### TASK REQUIREMENTS
When copying the entries below, leave out every picture and keep the rest exact.

### DATA TO USE
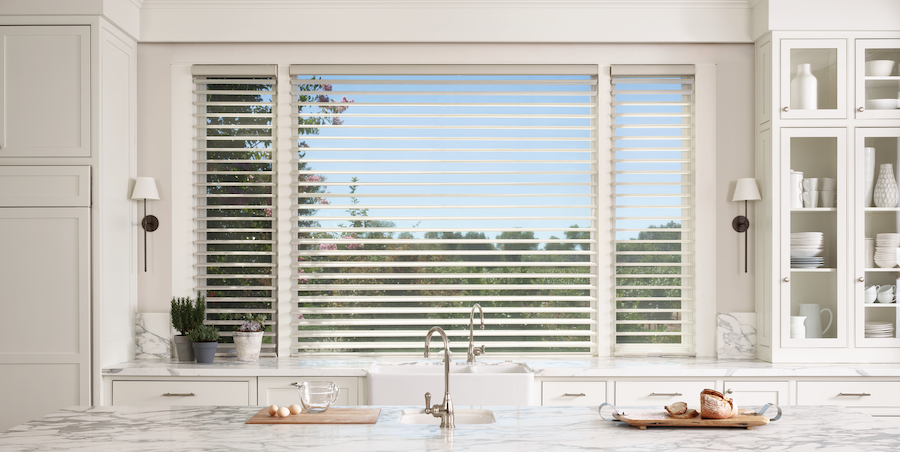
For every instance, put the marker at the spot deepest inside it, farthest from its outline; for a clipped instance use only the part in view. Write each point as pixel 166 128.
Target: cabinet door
pixel 813 77
pixel 876 320
pixel 45 281
pixel 45 101
pixel 282 392
pixel 877 78
pixel 814 238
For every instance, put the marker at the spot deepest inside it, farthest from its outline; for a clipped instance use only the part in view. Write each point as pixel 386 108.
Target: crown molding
pixel 444 4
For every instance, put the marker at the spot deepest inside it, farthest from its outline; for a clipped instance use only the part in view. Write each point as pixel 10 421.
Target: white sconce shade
pixel 145 188
pixel 746 190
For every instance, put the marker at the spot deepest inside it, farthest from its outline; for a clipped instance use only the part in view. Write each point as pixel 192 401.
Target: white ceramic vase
pixel 804 89
pixel 869 168
pixel 885 194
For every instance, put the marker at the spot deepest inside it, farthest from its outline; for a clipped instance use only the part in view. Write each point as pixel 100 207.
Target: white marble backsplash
pixel 152 336
pixel 736 335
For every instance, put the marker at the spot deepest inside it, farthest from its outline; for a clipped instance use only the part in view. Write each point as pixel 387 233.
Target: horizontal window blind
pixel 422 190
pixel 234 156
pixel 653 180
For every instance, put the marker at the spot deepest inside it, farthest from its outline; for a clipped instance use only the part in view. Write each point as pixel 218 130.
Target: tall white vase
pixel 886 194
pixel 869 168
pixel 804 89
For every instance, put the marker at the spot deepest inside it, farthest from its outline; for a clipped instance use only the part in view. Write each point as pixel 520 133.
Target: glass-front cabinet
pixel 878 78
pixel 877 225
pixel 814 252
pixel 813 78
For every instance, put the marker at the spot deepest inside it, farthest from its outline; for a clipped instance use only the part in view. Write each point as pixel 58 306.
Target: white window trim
pixel 182 136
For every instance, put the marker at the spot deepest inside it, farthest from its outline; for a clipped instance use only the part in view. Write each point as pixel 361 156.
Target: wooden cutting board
pixel 332 416
pixel 653 418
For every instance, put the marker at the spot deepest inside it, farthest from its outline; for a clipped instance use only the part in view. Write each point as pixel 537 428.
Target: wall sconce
pixel 745 190
pixel 144 189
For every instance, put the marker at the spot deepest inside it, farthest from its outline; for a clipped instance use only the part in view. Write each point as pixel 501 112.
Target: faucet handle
pixel 427 403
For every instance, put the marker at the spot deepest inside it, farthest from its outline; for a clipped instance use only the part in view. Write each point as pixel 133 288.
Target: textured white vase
pixel 804 89
pixel 886 194
pixel 869 168
pixel 247 345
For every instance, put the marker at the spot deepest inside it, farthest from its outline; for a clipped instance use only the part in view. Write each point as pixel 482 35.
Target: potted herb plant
pixel 186 314
pixel 204 339
pixel 248 337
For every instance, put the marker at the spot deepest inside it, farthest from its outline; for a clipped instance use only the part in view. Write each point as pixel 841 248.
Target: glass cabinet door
pixel 813 78
pixel 814 237
pixel 877 78
pixel 877 224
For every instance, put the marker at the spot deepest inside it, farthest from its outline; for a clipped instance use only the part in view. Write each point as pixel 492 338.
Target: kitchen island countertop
pixel 336 366
pixel 215 429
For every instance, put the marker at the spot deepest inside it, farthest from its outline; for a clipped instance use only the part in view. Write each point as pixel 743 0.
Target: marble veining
pixel 336 366
pixel 736 335
pixel 538 429
pixel 150 338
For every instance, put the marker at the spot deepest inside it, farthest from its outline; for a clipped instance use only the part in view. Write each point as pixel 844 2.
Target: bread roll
pixel 714 405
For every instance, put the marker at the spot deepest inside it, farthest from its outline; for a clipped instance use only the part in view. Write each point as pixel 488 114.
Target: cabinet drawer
pixel 849 393
pixel 280 390
pixel 755 394
pixel 167 393
pixel 660 393
pixel 573 393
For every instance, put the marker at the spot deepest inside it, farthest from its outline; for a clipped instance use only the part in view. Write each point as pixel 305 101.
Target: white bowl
pixel 881 104
pixel 879 68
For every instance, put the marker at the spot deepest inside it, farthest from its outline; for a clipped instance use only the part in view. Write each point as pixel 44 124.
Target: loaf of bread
pixel 714 405
pixel 679 410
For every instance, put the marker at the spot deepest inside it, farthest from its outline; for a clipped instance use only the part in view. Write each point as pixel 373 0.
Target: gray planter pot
pixel 205 351
pixel 183 348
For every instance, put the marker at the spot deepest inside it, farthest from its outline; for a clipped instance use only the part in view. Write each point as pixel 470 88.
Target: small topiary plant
pixel 188 314
pixel 253 323
pixel 204 333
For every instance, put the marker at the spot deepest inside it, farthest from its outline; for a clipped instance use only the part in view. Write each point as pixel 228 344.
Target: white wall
pixel 169 272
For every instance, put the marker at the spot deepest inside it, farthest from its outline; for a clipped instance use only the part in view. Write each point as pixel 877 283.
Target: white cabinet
pixel 659 393
pixel 45 81
pixel 573 393
pixel 282 392
pixel 44 276
pixel 175 392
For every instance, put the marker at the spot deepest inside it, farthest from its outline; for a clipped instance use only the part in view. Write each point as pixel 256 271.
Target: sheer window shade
pixel 654 199
pixel 421 190
pixel 234 197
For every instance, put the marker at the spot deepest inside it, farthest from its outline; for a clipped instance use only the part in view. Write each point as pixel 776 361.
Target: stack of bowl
pixel 806 248
pixel 886 249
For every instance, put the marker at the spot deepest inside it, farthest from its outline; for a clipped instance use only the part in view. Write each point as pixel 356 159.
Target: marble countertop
pixel 216 429
pixel 336 366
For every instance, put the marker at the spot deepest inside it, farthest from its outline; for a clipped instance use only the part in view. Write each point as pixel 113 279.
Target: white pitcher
pixel 814 319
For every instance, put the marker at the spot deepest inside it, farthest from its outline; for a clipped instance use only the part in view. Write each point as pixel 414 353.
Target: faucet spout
pixel 445 410
pixel 473 352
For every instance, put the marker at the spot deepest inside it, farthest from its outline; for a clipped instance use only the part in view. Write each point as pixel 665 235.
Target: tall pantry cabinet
pixel 814 145
pixel 67 227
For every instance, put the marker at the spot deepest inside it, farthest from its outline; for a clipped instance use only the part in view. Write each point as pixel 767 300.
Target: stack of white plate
pixel 806 248
pixel 886 249
pixel 879 329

### RESULT OF THIS EXERCISE
For every instance, put the marker at the spot deepest inside it, farthest from its outline; for a clipped instance use only the part in view. Write each point as pixel 166 128.
Target: cabinet door
pixel 813 77
pixel 876 320
pixel 45 281
pixel 45 101
pixel 282 392
pixel 877 78
pixel 814 238
For every instance, put the marker at the spot deepest inside it, farthest from its outline; for a clipped instance use only the part in view. Write each point as pixel 386 108.
Target: crown molding
pixel 444 4
For every instance, put the marker at the spot deepest inside it, farthest from its outline; for a clipped instance use only the part in view. Write each point as pixel 10 421.
Target: white sconce shade
pixel 145 188
pixel 746 190
For every instance, put the marker at the spot deepest inside it, farthest from its outline; for a clipped instance use only the part in view. Write each point as pixel 192 401.
Target: white ceramic vase
pixel 804 89
pixel 869 168
pixel 885 194
For every instance, put the marker at the spot deepest inside it, farthest from its outline; for a clipped instance use only the part in view. Write each point as pixel 100 207.
Target: white marble backsplash
pixel 152 336
pixel 736 335
For every instance, put the marker at the spot deepest inside it, farthest from its outline; for a clipped instance use only the part in view. Write each point as pixel 387 233.
Target: horizontal window blind
pixel 422 190
pixel 234 156
pixel 653 180
For every instance, put the marker at the spot deepest inside it, farthest from its outline; for a clipped instance use only the part in view. Write each point as pixel 218 130.
Target: tall white vase
pixel 886 194
pixel 869 168
pixel 804 89
For every instance, put the marker at the spot deepest inside it, farthest from its outline; for a clipped instance use only the part in view. Write each point as pixel 520 133.
Target: glass-front cabinet
pixel 878 78
pixel 877 225
pixel 814 252
pixel 813 78
For every instance, put the marker at the spot deepest inside it, farthest from its outline; for a clipped instance use only the part in view. Write each point as pixel 58 306.
Target: white window trim
pixel 182 136
For every instance, put the marker at the spot deepest inside it, farthest from its outline; for a clipped instance use only the part in view. Write each point as pixel 361 156.
Target: wooden cutting board
pixel 332 416
pixel 653 418
For every instance, put the marker at the spot deepest inside it, farthest from its outline; for a clipped instance use only the part in view. Write each point as pixel 537 428.
Target: wall sconce
pixel 745 190
pixel 144 189
For every instance, put the marker at the spot deepest inside it, farthest from its outline; for a clipped instance use only the part in view. Write each point as pixel 501 112.
Target: faucet handle
pixel 427 403
For every instance, put the marker at the spot deepest inside it, farthest from its outline; for a clipped instance use only the part in view. Write each point as pixel 133 288.
Target: textured white vase
pixel 804 89
pixel 886 194
pixel 869 168
pixel 247 345
For every instance, put the marker at the spot deepest inside it, farthest from its outline; for a clipped instance use only the part in view. Write each point as pixel 482 35.
Target: potted herb plant
pixel 186 314
pixel 204 339
pixel 248 337
For every instance, put the marker at the spot deepest inside it, farthest from its outline; for a clipped instance use only the part in view. Write each point as pixel 841 248.
Target: glass cabinet door
pixel 813 78
pixel 814 237
pixel 877 78
pixel 877 224
For every instance, put the marker at the spot deepest inside it, farthest from its outline; for a clipped instance use only the part in view. Write each point as pixel 492 338.
Target: kitchen island countertop
pixel 336 366
pixel 215 429
For every instance, put the marker at the spot deepest inside it, farthest from its outline; for a clipped instance use only the part in view. Write each point as pixel 743 0.
Target: marble veining
pixel 336 366
pixel 736 335
pixel 538 429
pixel 150 338
For every instance, put the marker at the spot deepest inside it, farthest from its outline; for a clipped instance use only the part in view. Write each point as pixel 844 2.
Target: bread roll
pixel 714 405
For every instance, put the marker at the spot deepest inside it, farthest from its outline; for a clipped instance use only the part in view. Write each point as pixel 488 114.
Target: cabinet drawer
pixel 849 393
pixel 280 390
pixel 755 394
pixel 167 393
pixel 660 393
pixel 573 393
For every instance, put the marker at the spot deepest inside it, farthest from its outline; for a clipped instance use only the part in view. Write each point as pixel 305 101.
Target: white bowl
pixel 881 104
pixel 879 68
For every instance, put the marker at the spot deepest inside it, farthest from its outline; for a clipped instance use only the part in view. Write each point as pixel 44 124.
Target: loaf of bread
pixel 714 405
pixel 679 410
For every instance, put the marker at the spot deepest inside it, farthest from its outline; for a clipped instance use only the part in view. Write each point as pixel 373 0.
Target: gray planter pot
pixel 205 351
pixel 183 348
For every instance, put the marker at the spot deepest inside it, farthest from its outline; for a clipped instance use only the part in view. Write each point as pixel 470 88.
Target: small topiary plant
pixel 188 314
pixel 253 323
pixel 204 333
For every instance, put the marker at the spot deepest inside it, farthest from its outline; for a clipped instance use only the part in view. Write each point as pixel 228 344.
Target: white wall
pixel 169 272
For every instance, put the marker at the spot deepest inside it, farthest from its outline; for a clipped instance use only the part in view. Write each point as pixel 877 283.
Target: white cabinet
pixel 659 393
pixel 45 81
pixel 573 393
pixel 282 392
pixel 44 276
pixel 175 392
For every instance, put the marker at the spot deepest inside it, farthest from its outline; for a clipped instance use only the part in view. Write each point as pixel 256 271.
Target: sheer window shade
pixel 654 199
pixel 421 190
pixel 234 197
For every instance, put the marker at the spot deepest inside it, farthest from its outline; for a clipped instance use only the part in view. Write each point as pixel 776 361.
Target: stack of bowl
pixel 806 248
pixel 886 249
For every instance, put the marker at the spot deepest inside it, farthest from its outline; for a clipped instance use only the part in view. Write each point as pixel 356 159.
Target: marble countertop
pixel 216 429
pixel 336 366
For every instance, put the marker at the spot deepest inside it, farthest from its outline; for a clipped instance use only the part in view. Write each point as pixel 113 279.
Target: white pitcher
pixel 814 319
For every instance, put the marker at the spot deepest inside it, farthest from its outline; for a clipped instance use only the part in view. Write each point as pixel 414 353.
Target: faucet spout
pixel 445 410
pixel 473 352
For every instance, put the marker at the spot deepest inside it, farthest from its outline; for a clipped instance use only the part in view. Write each point as pixel 665 235.
Target: tall pantry cabinet
pixel 814 145
pixel 67 227
For every instance, put the marker at the spot deepest inside it, farthest from its outline; for a clipped instance use only the part in view. Write each point as pixel 767 300.
Target: stack of white plate
pixel 806 248
pixel 886 249
pixel 879 329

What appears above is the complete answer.